By Karl Jackson, Partner – Audit & Assurance, Crowe Oman
The past four years posed significant challenges for accounting and finance professionals as they had to come to terms with the requirements of a trio of major new accounting standards (IFRS 9, 15 and 16). With the stated objective to promote international consistency and thus comparability, the universal applicability of International Financial Reporting Standards means they must be complied with by all companies, in all sectors and regardless of their size.
Looking back at the eventual impacts on financial statements of companies operating in Oman, we see that they were relatively minor. The real challenge came from simply understanding what the three standards were requiring, as the language used is generic and legalistic in nature. To understand the requirements, companies had to seek assistance from external consultants and refer to industry publications that attempted to demystify the standards.
Taking each in turn, we see that IFRS 9 has placed a burden on many companies that hold unquoted equity investments, as these need to be recorded at fair values. Whilst there are numerous textbook methods to determine such fair values, in practise and in light of the current Oman economy, the reliability of such fair values is questionable. IFRS 9 also necessitated companies to build models to predict expected (no longer just incurred) losses from bad debts. Again, in the current economic environment where debtor payments periods have ballooned, developing such forward-looking models from historic data from the good times of the past is not an easy task. The Banks now have the added task of factoring the implications of the coronavirus into their models.

== == ==

* Problem statement:
Continue the article on how the new IFRS accounting standards affected companies in Oman, starting right after its last sentence.

(Records excerpted from a collection)

== == ==

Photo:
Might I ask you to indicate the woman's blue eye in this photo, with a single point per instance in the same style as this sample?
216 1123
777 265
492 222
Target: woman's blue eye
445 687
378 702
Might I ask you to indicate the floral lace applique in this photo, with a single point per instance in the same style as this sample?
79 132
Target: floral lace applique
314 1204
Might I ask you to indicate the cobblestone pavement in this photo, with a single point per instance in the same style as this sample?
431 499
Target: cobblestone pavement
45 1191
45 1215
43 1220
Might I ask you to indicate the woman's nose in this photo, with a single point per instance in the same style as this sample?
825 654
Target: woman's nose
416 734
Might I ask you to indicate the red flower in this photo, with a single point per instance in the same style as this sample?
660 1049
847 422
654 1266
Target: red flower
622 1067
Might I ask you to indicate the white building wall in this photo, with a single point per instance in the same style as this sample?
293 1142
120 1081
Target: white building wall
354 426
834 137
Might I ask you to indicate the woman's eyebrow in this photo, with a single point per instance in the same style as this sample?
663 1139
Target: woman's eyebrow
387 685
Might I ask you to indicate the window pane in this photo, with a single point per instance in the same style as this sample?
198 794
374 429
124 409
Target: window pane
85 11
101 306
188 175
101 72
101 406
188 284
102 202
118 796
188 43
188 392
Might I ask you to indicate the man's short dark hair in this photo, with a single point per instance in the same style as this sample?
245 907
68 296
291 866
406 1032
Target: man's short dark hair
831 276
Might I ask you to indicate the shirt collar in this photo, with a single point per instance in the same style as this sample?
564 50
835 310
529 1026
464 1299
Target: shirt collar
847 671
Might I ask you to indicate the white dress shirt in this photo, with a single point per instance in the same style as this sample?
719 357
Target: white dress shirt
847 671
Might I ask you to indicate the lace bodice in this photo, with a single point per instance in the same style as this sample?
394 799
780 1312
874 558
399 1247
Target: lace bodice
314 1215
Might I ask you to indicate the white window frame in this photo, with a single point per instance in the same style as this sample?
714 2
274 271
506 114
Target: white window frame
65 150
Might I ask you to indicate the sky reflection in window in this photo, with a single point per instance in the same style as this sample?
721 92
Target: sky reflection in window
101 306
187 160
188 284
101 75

== == ==

* Reply:
With IFRS 15, companies were required to apply new rules to the timing of recognition of revenue. As IFRS 15 was essentially an amalgamation of various existing standards, the impact on most Oman companies was relatively light. Some industry segments, such as telecoms, had to make adjustments where they deliver more than one product to customers but within a single combined price.
Finally, IFRS 16 mandated companies to capitalise many rental costs on their balance sheets as right-to-use assets and offsetting lease liabilities. Such rental amounts were previously disclosed in notes towards the rear of the financial statements. Most Oman companies were affected as they lease land from the government and rent properties and motor vehicles. Whilst accounting for leases is nothing new, although it did require the accountants to revisit their old textbooks, the biggest challenge came in deciding which rental agreements qualify. For example, one-year leases are exempt unless they have extension options that are likely to be invoked then they do qualify. This applied particularly to property leases, which in Oman are typically for rolling one-year periods.
The only remaining new accounting standard is IFRS 17, relating to Insurance Contracts. Luckily for the accounting community at large, this can be ignored as it applies only to companies selling insurance products. This time around it will only be the accountants working within the insurance industry that need to take note and be prepared. The implementation of IFRS 17 is being overseen by the CMA who regulates all Insurers. They introduced a three-phase approach. After completing a high-level gap analysis in 2019, Insurers are were gearing up for the final two phases, which required a much more thorough gap analysis and design of an implementation plan, followed by the hard work of implementation itself. However, on 16 March this year (lost amongst the news about the coronavirus) the International Accounting Standards Board decided that matters such as Brexit had taken priority and resources and that the Insurers were not ready, so they have once again delayed the implementation by one more year until 1 January 2023. In Oman, the Insurers are now waiting for a revised implementation timetable from the CMA.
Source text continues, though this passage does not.